WHAT TO PRODUCE:
Write the next part of the piece on green jobs below, picking up after its last paragraph.

SOURCE:

------------------------------------------------------------------------

Where Are All the Clean, Green Jobs?

The promise of the green economy and the clean-tech revolution is that they will bring a new wave of job opportunities — productive and respectable jobs at every part of the economic spectrum, from line workers to senior managers. Nonprofit groups like the Apollo Alliance have made this part of their raison d'etre.  A steady drumbeat of studies since the late 1990s has told us that burgeoning markets for solar, wind, clean transportation, and other technologies would represent the next big wave of job creation. Cities and states have been positioning to become clean-tech hubs, eyeing the workforce development potential. Organizations representing low-income populations have been viewing the green economy as an entry point for those near the bottom of the economic ladder.

So, now that clean technology and the greening of business seem to be in full swing, where are all the jobs? So far, they're nowhere in sight — at least not in any appreciable numbers.

The reasons are many and varied. Most of the big companies in the clean-energy business — the BPs, GE, and PG&E's of the world — don't seem to be going on hiring sprees, typically creating clean-tech business units from within. So, too, with much of the green business activity — it has to do with efficiency, with doing more with the same or fewer resources, and that includes human resources. Few of the start-ups are undergoing massive hiring, and when they do, they're more often in the market for engineers and other skilled professionals. And the jobs that are being created are disperse, geographically, meaning that there are few robust Silicon Valley-like clean-tech clusters, where companies congregate and jobs proliferate.

Despite such obstacles, there seems to be new energy building behind the notion of a Big Green Job Machine. Last week in Pittsburgh, for example, a Good Jobs, Green Jobs conference, organized by the Sierra Club and the United Steelworkers union, drew more than 900 people from business, government, nonprofits, academe, and labor unions to share strategies for increasing job opportunities in the environmental and clean-tech sectors.

------------------------------------------------------------------------

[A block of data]
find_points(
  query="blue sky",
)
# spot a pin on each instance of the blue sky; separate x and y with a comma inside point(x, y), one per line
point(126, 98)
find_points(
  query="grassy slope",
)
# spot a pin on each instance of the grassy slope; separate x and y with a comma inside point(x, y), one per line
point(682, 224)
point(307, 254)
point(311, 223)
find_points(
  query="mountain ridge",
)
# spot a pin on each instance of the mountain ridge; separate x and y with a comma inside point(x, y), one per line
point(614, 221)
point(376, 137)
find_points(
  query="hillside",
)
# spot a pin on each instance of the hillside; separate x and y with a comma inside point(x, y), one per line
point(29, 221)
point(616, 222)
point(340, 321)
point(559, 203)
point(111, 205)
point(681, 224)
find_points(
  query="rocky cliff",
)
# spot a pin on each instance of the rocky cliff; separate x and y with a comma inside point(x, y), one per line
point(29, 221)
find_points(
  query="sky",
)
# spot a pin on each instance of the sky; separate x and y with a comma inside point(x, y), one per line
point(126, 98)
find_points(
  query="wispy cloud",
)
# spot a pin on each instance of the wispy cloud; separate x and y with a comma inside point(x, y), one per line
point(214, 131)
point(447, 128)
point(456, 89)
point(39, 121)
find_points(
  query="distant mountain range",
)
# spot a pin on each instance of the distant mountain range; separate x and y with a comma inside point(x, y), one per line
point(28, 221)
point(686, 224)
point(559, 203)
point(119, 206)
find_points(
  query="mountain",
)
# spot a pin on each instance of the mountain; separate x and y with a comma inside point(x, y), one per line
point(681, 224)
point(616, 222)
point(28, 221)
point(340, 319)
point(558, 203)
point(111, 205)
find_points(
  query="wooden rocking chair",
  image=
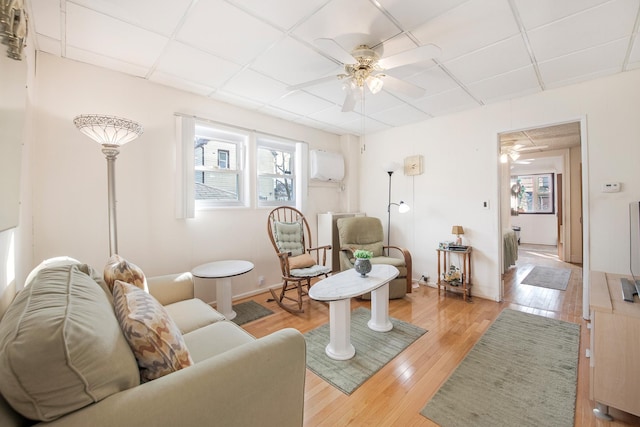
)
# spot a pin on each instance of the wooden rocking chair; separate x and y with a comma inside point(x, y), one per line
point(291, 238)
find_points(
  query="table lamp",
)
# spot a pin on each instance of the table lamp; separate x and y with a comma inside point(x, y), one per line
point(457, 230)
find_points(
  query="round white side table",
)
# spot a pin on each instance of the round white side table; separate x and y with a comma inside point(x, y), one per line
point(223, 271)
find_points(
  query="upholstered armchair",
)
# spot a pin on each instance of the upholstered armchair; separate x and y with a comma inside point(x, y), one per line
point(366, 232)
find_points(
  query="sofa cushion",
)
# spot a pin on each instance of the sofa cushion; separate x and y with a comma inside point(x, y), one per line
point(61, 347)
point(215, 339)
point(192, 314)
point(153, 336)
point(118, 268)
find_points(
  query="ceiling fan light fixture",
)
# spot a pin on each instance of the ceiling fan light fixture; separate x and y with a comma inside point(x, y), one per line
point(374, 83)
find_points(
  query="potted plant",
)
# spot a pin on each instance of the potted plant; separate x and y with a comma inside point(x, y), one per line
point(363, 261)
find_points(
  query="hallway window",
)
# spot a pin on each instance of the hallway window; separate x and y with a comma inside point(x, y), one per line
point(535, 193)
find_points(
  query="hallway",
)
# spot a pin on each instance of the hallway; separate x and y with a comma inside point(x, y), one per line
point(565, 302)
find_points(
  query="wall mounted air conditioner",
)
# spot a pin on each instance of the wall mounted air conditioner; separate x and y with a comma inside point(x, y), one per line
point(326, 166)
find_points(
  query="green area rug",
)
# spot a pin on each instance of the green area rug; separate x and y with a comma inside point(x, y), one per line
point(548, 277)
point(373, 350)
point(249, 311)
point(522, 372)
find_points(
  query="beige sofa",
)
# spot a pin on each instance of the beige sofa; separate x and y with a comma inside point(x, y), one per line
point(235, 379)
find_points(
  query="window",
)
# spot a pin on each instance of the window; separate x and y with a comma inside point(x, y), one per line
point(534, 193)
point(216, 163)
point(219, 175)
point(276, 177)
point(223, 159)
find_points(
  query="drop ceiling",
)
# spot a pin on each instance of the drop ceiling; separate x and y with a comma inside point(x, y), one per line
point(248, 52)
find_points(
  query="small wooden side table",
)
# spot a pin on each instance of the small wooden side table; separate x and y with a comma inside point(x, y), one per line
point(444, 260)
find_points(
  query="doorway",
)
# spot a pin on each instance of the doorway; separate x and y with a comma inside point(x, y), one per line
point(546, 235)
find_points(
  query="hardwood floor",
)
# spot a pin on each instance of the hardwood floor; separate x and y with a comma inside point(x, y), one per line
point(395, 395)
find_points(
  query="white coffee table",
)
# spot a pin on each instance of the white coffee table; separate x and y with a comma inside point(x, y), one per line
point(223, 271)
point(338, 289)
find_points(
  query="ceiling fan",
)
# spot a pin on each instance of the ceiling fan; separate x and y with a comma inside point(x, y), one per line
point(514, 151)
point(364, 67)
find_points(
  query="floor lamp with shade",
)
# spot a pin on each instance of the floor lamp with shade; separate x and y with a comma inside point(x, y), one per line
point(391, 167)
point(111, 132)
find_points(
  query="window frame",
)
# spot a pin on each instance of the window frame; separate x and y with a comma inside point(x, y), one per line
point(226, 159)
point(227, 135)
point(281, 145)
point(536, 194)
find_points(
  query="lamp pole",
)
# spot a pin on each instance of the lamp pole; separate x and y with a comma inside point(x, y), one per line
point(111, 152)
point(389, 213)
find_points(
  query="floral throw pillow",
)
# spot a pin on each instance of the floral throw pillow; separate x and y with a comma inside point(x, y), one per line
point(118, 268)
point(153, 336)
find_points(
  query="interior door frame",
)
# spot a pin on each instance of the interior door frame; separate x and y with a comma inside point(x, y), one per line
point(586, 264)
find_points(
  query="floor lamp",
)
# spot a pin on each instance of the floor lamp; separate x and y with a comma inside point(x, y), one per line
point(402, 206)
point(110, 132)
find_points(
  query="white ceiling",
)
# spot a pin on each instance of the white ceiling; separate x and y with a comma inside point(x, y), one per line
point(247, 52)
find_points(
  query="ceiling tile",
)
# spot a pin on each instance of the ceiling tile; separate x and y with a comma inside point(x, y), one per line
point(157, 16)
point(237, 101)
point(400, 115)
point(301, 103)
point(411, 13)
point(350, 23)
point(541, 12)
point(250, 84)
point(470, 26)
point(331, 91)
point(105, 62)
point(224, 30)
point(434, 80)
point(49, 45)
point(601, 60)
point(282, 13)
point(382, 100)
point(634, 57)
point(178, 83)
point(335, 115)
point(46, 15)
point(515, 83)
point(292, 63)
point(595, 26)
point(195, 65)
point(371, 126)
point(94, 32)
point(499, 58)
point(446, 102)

------------------------------------------------------------------------

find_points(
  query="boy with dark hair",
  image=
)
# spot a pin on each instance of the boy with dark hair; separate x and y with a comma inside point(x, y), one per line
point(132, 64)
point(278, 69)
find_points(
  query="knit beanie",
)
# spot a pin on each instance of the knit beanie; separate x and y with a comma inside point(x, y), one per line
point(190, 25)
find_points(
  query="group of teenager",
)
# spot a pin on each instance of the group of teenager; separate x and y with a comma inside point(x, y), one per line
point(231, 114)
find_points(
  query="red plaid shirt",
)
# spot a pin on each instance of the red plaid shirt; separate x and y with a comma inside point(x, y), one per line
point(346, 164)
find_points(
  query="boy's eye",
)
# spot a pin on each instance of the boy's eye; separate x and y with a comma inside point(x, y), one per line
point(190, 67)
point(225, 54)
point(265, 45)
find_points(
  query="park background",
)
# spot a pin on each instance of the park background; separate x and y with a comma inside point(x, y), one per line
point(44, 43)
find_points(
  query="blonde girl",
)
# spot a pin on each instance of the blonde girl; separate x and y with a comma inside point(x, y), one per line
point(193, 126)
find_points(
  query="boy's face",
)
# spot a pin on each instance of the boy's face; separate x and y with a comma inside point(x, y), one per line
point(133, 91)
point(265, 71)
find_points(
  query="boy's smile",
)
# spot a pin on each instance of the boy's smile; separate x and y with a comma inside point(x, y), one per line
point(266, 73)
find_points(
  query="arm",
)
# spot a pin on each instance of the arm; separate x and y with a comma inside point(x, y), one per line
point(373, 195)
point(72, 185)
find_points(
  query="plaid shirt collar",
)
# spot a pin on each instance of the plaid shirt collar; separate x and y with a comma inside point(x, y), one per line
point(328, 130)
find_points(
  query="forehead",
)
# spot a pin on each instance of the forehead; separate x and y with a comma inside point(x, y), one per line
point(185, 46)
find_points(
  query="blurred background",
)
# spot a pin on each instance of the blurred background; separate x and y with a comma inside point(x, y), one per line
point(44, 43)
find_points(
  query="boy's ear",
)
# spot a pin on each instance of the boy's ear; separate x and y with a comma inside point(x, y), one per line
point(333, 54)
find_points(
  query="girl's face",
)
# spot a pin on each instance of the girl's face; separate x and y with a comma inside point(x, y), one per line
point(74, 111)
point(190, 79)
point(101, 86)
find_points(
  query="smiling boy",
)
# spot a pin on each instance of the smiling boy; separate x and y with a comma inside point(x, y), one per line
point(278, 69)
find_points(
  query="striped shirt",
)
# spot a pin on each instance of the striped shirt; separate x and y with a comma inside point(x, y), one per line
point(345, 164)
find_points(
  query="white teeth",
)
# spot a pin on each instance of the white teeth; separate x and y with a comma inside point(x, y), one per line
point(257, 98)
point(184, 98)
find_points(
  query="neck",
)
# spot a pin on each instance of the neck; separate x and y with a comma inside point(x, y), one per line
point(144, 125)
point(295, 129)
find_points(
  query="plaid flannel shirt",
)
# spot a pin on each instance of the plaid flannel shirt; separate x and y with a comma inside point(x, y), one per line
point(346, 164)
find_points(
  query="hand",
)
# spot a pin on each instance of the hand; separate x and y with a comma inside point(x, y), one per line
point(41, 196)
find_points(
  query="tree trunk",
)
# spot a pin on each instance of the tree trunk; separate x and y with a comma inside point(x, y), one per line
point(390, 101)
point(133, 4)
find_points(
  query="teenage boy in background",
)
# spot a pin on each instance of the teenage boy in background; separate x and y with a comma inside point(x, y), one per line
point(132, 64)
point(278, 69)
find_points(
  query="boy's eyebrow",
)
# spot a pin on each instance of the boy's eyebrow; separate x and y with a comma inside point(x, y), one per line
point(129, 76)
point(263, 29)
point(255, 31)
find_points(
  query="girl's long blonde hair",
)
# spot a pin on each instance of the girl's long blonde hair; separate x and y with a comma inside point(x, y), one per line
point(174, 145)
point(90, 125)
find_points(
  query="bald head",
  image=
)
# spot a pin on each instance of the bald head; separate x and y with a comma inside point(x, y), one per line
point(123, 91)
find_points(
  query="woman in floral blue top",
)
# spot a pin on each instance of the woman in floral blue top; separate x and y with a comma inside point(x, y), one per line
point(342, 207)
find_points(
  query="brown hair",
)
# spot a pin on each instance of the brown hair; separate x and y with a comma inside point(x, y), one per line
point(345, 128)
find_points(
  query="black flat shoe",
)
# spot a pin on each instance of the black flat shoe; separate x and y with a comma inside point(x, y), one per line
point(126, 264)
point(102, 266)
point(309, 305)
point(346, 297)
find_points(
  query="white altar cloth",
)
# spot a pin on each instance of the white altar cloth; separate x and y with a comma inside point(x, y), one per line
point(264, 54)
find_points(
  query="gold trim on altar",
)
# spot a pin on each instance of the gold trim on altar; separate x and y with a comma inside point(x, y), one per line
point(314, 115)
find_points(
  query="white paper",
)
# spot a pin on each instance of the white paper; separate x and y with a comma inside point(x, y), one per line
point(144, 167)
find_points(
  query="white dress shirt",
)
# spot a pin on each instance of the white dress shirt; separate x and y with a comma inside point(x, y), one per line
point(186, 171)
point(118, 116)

------------------------------------------------------------------------

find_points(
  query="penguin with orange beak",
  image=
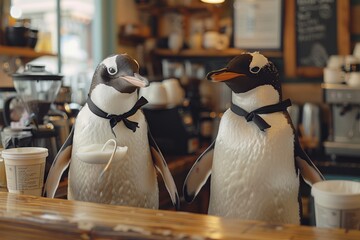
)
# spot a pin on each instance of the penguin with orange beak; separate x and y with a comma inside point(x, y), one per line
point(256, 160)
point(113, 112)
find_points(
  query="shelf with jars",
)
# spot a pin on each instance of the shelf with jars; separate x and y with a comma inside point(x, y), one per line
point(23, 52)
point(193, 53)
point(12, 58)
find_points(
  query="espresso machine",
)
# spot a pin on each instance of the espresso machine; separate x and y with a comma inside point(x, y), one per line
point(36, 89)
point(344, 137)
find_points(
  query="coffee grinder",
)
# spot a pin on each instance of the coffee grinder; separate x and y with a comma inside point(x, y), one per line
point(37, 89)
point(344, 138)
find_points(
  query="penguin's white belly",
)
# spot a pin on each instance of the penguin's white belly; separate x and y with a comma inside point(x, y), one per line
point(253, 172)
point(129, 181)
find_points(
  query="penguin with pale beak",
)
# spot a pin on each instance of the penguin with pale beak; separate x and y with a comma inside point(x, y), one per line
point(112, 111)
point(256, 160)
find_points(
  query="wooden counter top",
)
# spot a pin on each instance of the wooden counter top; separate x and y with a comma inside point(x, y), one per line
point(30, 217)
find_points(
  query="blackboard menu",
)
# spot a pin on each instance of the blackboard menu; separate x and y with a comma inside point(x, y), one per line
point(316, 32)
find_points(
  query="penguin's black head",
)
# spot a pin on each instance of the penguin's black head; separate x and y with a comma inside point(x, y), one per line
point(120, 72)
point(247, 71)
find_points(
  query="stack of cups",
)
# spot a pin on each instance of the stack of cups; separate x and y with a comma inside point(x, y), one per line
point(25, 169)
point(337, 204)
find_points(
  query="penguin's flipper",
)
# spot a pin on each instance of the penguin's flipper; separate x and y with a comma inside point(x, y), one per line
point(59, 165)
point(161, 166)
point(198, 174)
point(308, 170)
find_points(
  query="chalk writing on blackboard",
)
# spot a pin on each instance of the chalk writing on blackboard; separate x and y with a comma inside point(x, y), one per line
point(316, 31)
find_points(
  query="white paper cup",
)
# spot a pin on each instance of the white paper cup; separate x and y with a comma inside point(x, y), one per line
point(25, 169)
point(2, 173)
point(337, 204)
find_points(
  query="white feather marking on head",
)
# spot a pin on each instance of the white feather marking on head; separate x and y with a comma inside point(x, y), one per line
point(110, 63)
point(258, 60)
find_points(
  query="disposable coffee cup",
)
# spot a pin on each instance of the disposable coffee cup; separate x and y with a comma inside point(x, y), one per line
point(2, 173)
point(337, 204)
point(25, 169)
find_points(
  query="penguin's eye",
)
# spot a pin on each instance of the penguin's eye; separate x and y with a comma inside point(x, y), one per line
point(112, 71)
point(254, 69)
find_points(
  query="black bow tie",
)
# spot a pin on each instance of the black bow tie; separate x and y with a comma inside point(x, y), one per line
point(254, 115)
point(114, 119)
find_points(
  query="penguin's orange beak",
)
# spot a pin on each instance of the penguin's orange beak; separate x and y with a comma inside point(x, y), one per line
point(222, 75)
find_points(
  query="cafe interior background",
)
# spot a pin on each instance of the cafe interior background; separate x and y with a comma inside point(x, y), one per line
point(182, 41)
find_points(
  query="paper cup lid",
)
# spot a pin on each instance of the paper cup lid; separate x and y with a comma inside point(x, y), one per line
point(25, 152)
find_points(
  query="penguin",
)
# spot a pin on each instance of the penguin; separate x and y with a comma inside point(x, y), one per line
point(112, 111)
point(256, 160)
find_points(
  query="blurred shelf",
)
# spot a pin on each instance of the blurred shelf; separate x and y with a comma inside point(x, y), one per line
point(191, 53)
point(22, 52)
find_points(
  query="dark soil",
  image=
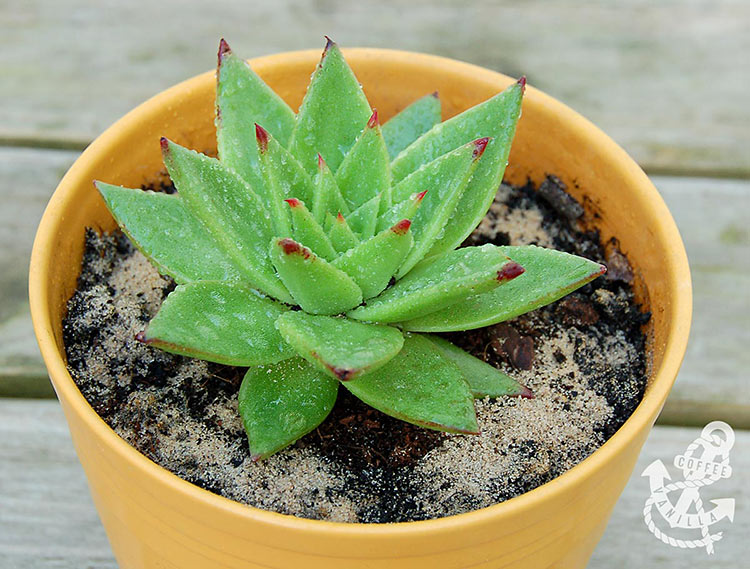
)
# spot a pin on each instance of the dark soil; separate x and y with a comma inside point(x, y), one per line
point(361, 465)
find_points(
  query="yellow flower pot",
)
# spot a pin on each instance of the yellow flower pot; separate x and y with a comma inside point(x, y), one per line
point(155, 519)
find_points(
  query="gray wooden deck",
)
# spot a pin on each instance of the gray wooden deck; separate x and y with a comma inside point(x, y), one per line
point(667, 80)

------------------------------------------------------------------------

OUTPUT BELOW:
There were about 8 million green jobs in the U.S. in industries that attracted $148 million in investment in 2007, up 60 percent from the year before, Lois Quam, managing director of alternative investments at Piper Jaffray, told the conference. I haven't yet seen the research on which this was based, but I'm intrigued. As I noted in our State of Green Business report, tracking green job creation has been difficult. One reason is that green jobs, at least by my definition, aren't often identified as such, and can be found throughout companies of all sizes and sectors. Does a procurement manager — whose job entails implementing her company's environmentally preferable procurement mandate, thereby seeking out and purchasing millions of dollars a year of recycled, energy-efficient, and other green products — count as a "green job"? What about the loading dock laborer whose job it is to make sure all packaging materials are recycled? Or the facility manager working to replace maintenance staples with green cleaning products? Are these counted among the "green jobs"? Possibly, but I doubt it.

Fact is, there's no good definition of "green job." Consider this report, released last week, by Raquel Rivera Pinderhughes, professor of urban studies at San Francisco State University. Titled Green Collar Jobs: An Analysis of the Capacity of Green Businesses to Provide High Quality Jobs for Men and Women with Barriers to Employment (Download - pdf), it focuses on opportunities in the San Francisco Bay Area. According to Pinderhughes,

Green collar jobs are blue collar jobs in green businesses — that is, manual labor jobs in businesses whose products and services directly improve environmental quality. . . . What unites these jobs is that all of them are associated with manual labor work that directly improves environmental quality.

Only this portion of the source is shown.